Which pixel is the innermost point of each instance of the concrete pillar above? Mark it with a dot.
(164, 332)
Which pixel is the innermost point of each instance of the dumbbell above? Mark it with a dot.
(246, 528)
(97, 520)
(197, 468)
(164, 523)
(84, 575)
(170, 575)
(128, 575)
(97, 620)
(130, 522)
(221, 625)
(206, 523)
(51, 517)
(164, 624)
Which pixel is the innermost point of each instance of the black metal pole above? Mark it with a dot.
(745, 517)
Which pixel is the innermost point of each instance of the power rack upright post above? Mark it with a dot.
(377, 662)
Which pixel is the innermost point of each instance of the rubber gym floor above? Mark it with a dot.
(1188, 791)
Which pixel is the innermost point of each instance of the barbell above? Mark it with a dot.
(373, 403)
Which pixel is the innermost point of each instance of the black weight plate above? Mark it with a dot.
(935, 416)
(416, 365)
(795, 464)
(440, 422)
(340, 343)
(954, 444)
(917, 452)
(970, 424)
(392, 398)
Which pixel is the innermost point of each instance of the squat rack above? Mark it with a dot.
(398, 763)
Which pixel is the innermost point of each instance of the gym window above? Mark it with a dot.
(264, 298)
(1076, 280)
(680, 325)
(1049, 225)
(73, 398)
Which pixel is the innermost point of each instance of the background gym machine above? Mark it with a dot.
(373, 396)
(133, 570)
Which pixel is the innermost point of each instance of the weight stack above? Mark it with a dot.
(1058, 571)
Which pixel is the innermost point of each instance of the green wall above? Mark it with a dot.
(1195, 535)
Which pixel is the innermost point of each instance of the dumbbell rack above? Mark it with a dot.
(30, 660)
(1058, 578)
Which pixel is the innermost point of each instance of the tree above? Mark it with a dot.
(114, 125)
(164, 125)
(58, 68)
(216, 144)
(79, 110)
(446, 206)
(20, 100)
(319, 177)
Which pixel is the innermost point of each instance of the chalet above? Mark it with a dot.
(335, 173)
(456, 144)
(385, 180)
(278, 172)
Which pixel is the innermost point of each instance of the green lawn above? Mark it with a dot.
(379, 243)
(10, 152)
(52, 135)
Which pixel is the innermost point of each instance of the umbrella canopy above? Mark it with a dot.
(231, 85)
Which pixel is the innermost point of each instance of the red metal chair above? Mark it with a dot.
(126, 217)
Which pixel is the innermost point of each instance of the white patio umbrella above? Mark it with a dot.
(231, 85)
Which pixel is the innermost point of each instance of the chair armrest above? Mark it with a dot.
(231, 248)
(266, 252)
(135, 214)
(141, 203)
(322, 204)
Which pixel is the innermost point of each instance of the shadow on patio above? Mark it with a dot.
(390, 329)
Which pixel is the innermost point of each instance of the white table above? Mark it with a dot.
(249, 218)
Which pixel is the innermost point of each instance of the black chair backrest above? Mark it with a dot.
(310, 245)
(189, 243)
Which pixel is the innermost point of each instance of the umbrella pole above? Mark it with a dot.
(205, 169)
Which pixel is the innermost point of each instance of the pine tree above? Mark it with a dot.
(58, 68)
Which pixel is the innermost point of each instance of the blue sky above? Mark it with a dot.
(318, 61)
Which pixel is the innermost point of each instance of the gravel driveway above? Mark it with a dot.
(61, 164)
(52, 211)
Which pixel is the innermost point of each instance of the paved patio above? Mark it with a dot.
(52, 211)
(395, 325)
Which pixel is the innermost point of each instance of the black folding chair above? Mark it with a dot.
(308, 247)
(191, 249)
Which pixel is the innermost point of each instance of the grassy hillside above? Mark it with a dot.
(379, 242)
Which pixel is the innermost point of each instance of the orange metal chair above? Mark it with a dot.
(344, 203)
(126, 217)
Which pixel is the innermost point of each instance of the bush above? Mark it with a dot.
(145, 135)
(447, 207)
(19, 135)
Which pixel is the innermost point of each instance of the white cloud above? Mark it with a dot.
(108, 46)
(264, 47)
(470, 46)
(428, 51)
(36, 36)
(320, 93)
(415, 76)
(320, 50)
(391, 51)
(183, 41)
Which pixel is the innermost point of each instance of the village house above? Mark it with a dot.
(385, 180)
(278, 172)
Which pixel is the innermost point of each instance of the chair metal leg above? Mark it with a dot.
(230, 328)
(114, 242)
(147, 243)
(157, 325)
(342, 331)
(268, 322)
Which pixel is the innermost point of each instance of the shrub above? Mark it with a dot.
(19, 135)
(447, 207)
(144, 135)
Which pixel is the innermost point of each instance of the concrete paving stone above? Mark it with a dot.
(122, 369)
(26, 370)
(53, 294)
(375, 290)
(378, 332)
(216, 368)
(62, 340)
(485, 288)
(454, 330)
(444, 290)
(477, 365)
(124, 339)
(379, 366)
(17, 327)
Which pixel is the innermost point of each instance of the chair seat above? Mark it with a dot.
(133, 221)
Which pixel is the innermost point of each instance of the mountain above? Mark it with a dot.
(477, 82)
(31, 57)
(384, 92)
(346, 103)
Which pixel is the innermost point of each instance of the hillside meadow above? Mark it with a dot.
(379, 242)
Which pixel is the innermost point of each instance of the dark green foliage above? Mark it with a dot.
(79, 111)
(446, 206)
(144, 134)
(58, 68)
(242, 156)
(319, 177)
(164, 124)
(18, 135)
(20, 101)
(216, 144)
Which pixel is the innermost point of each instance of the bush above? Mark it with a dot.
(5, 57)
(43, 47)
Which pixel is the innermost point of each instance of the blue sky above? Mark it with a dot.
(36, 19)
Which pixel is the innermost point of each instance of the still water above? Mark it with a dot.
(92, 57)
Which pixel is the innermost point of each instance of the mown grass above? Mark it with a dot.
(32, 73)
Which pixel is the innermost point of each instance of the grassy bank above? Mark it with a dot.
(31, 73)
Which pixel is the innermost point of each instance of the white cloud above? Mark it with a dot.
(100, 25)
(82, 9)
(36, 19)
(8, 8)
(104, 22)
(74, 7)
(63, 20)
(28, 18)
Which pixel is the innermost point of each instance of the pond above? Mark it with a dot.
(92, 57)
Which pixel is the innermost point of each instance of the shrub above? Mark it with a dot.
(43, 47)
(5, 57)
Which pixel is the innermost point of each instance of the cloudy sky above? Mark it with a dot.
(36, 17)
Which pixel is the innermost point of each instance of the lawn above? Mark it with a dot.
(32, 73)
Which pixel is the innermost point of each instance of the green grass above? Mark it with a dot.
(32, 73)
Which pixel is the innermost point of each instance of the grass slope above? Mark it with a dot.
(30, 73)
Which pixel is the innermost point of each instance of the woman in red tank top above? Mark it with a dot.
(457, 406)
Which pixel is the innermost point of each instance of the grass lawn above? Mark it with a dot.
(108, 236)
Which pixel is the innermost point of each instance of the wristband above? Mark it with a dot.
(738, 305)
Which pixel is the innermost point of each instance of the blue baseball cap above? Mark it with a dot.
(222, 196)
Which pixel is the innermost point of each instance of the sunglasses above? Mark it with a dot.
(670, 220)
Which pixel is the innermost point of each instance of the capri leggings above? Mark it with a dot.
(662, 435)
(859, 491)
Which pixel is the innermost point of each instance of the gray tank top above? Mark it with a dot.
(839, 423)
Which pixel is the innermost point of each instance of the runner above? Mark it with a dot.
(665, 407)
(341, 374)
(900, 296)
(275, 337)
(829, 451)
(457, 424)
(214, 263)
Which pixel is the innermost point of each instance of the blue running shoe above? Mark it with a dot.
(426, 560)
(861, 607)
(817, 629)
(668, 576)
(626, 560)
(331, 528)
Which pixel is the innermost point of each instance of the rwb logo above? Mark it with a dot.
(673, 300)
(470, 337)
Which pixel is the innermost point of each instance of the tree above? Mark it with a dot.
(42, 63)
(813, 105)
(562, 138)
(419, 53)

What needs to be done: Give back each record above exactly as written.

Solution to the exercise:
Which pixel is the innermost point of each instance of the concrete pillar above? Mark it with a dot.
(164, 332)
Which pixel is the innermost point of each instance of the dumbbell above? Mark it with a dot.
(246, 528)
(97, 520)
(197, 468)
(164, 523)
(84, 575)
(170, 575)
(128, 575)
(97, 620)
(130, 522)
(221, 625)
(206, 523)
(51, 517)
(164, 624)
Which pixel is the innermost point of each instance of the black metal pole above? Mark it with a dot.
(745, 517)
Which pixel is the innermost point of each instance of the power rack upright post above? Mark it with a dot.
(377, 662)
Which pixel is the innermost point of each instance of the rubber gym floor above? Mark it with a dot.
(1188, 791)
Which pixel is the innermost point of each instance of the barbell above? Mark it with a dot.
(373, 403)
Which pixel is the innermost point of each instance of the black weight plate above? Mark it with a dot.
(935, 416)
(416, 365)
(795, 464)
(440, 422)
(340, 343)
(954, 444)
(917, 452)
(970, 424)
(392, 398)
Which pixel is the innermost point of each instance of the squat rack above? Mark it with a dot.
(398, 763)
Which pixel is the innermost point of each instance of the gym window above? Mark it with a dot.
(264, 298)
(1076, 280)
(680, 325)
(1049, 225)
(73, 398)
Which pixel is the innermost point of each instance of the background gym machine above? Mark it with a dot.
(373, 396)
(133, 570)
Which pixel is the innermost point of each instance of the weight stack above? Mark it with a dot.
(1058, 571)
Which pixel is the innermost point of each instance of the green wall above? Mark it with a dot.
(1195, 535)
Which pixel is the innermost point of each instance of the dumbbell rack above? Mark it with a dot.
(30, 660)
(1058, 578)
Which pixel is the innermost point of each instance of the tree above? Mark it with a dot.
(114, 125)
(164, 125)
(58, 68)
(216, 144)
(79, 110)
(446, 206)
(20, 100)
(319, 177)
Which pixel is the innermost point of each instance of the chalet above? Mark it with a dot.
(335, 173)
(456, 144)
(385, 180)
(278, 172)
Which pixel is the innermost point of each instance of the green lawn above? Mark it with a dot.
(379, 243)
(10, 152)
(52, 135)
Which pixel is the innermost point of each instance of the umbrella canopy above? Mark it with a dot.
(231, 85)
Which pixel is the innermost point of each instance of the red metal chair above? Mark it with a dot.
(126, 217)
Which pixel is the innermost point of each instance of the white patio umbrella above? Mark it with a dot.
(231, 85)
Which pixel is the innermost point of each instance of the chair armrest above? Mark it with a dot.
(231, 248)
(266, 252)
(135, 214)
(141, 203)
(322, 204)
Which pixel is the innermost point of each instance of the shadow on patio above? Mark it with a dot.
(390, 329)
Which pixel is the innermost point of each instance of the white table above? Mark it with a dot.
(249, 218)
Which pixel is the innermost point of each instance of the black chair backrest above? Mark it with a dot.
(310, 245)
(189, 243)
Which pixel is the innermost point of each instance of the umbrella pole above? Mark it with a dot.
(205, 169)
Which pixel is the innermost point of each instance of the pine tree above? Mark it with a dot.
(58, 68)
Which pixel is the innermost point of each instance of the blue sky above? Mark it with a dot.
(318, 61)
Which pixel is the innermost point of each instance of the gravel driveway above? Mark it with a dot.
(61, 164)
(52, 211)
Which pixel is the innermost point of each instance of the paved patio above? Mark it with a dot.
(52, 211)
(395, 325)
Which pixel is the innermost point of each instance of the black folding chair above? Mark it with a dot.
(308, 247)
(191, 249)
Which pixel is the innermost point of each instance of the grassy hillside above? Mark it with a dot.
(379, 242)
Which pixel is the innermost point of each instance of the orange metal chair above? Mark it with a dot.
(344, 203)
(126, 217)
Which pixel is the innermost point of each instance of the bush above? Mark it with a dot.
(145, 135)
(447, 207)
(19, 135)
Which pixel is the innermost point of each instance of the white cloud above? Mark it with a dot.
(108, 46)
(264, 47)
(470, 46)
(428, 51)
(36, 36)
(320, 93)
(415, 76)
(320, 50)
(391, 51)
(183, 41)
Which pixel is the innermost point of each instance of the village house above? Mark it with a dot.
(385, 180)
(278, 172)
Which pixel is the innermost point of each instance of the chair metal leg above? Mark it with a dot.
(230, 328)
(114, 242)
(147, 243)
(157, 325)
(342, 331)
(268, 322)
Which pixel is the innermost point of each instance of the shrub above? Mark it with a dot.
(19, 135)
(447, 207)
(144, 135)
Which pixel is the innermost point of each instance of the concrete paving stone above? Mark it with a dot.
(122, 369)
(26, 370)
(53, 294)
(375, 290)
(378, 332)
(216, 368)
(62, 340)
(485, 288)
(454, 330)
(444, 290)
(477, 365)
(124, 339)
(379, 366)
(17, 327)
Which pixel is the innermost point of each instance of the chair seat above? Mark it with a dot.
(133, 221)
Which pixel is the innermost point of each instance of the mountain above? Mark it with a dot.
(477, 82)
(31, 57)
(384, 92)
(346, 103)
Which pixel is the innermost point of each instance of the hillside meadow above? Mark it with a dot.
(379, 242)
Which pixel is the innermost point of each instance of the dark green foliage above? Mark it with a dot.
(79, 111)
(446, 206)
(144, 134)
(58, 68)
(242, 156)
(319, 177)
(164, 124)
(18, 135)
(20, 101)
(216, 144)
Which pixel is the innermost point of each instance of the bush above? Mark it with a dot.
(5, 57)
(43, 47)
Which pixel is the innermost point of each instance of the blue sky above? Mark it with a dot.
(36, 19)
Which pixel is the innermost point of each instance of the still water above? Mark it with a dot.
(92, 57)
Which pixel is the innermost point of each instance of the mown grass above? Mark it with a dot.
(32, 73)
Which pixel is the innermost point of each instance of the grassy bank above? Mark it with a dot.
(31, 73)
Which pixel is the innermost point of each instance of the white cloud above? Mark it with a dot.
(100, 25)
(82, 9)
(36, 19)
(8, 8)
(104, 22)
(74, 7)
(63, 20)
(28, 18)
Which pixel is the innermost point of each instance of the pond above? Mark it with a dot.
(92, 57)
Which pixel is the innermost point of each instance of the shrub above? Mark it with a dot.
(43, 47)
(5, 57)
Which pixel is the innermost point of each instance of the cloudy sky above? Mark it with a dot.
(36, 17)
Which pixel is the innermost point of each instance of the lawn above? Mark it with a dot.
(32, 73)
Which pixel is the innermost point of each instance of the green grass above? Mark it with a dot.
(32, 73)
Which pixel is the innermost point of each instance of the grass slope above? Mark it with a dot.
(30, 73)
Which pixel is the innermost point of each instance of the woman in red tank top above? Mark it with a dot.
(457, 406)
Which pixel is the innermost point of each instance of the grass lawn above? Mark it with a dot.
(108, 236)
Which pixel is the innermost point of each instance of the wristband above? Mark it with a dot.
(738, 305)
Which pixel is the innermost point of each instance of the blue baseball cap above? Mark it with a dot.
(222, 196)
Which pixel is the innermost point of each instance of the sunglasses above? Mark it with a dot.
(670, 220)
Which pixel is the innermost point of each instance of the capri leggings above? Mark it with a dot.
(662, 435)
(859, 491)
Which pixel is the innermost point of each instance of the gray tank top above? Mark it with a dot.
(839, 423)
Which pixel is the innermost point of each instance of the runner above? Mark it with a dot.
(665, 407)
(341, 374)
(900, 296)
(275, 337)
(829, 451)
(457, 424)
(214, 263)
Which pixel is the innermost point of each instance of the blue running shoe above? Mark it with a dot.
(426, 560)
(861, 607)
(817, 629)
(668, 576)
(626, 560)
(331, 528)
Which pixel is the innermost point of each instance of the rwb logo above? Mark it with a dot.
(673, 300)
(470, 337)
Which pixel is the innermost point of each instance of the tree above? Mark it with a dot.
(42, 63)
(813, 105)
(562, 138)
(419, 53)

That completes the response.